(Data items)
-----
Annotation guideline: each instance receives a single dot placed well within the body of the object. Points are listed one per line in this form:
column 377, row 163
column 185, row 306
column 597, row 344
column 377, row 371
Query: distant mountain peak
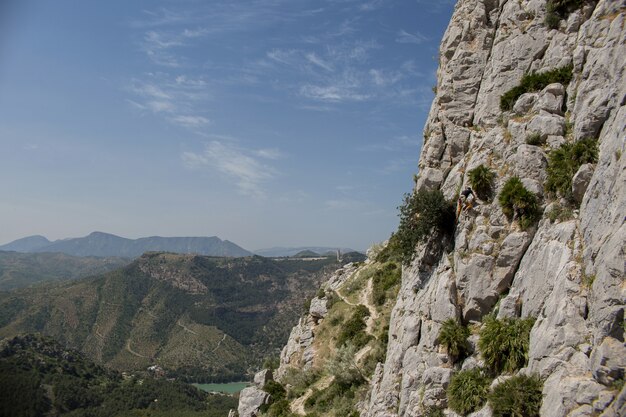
column 105, row 244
-----
• _Task statement_:
Reproduce all of the material above word for word, leaving out the pictures.

• _The reply_:
Annotation guideline: each instance receives a single dot placed well within the body of the object. Points are listed one per line in this form:
column 377, row 163
column 185, row 306
column 597, row 344
column 377, row 371
Query: distant mountain peak
column 105, row 244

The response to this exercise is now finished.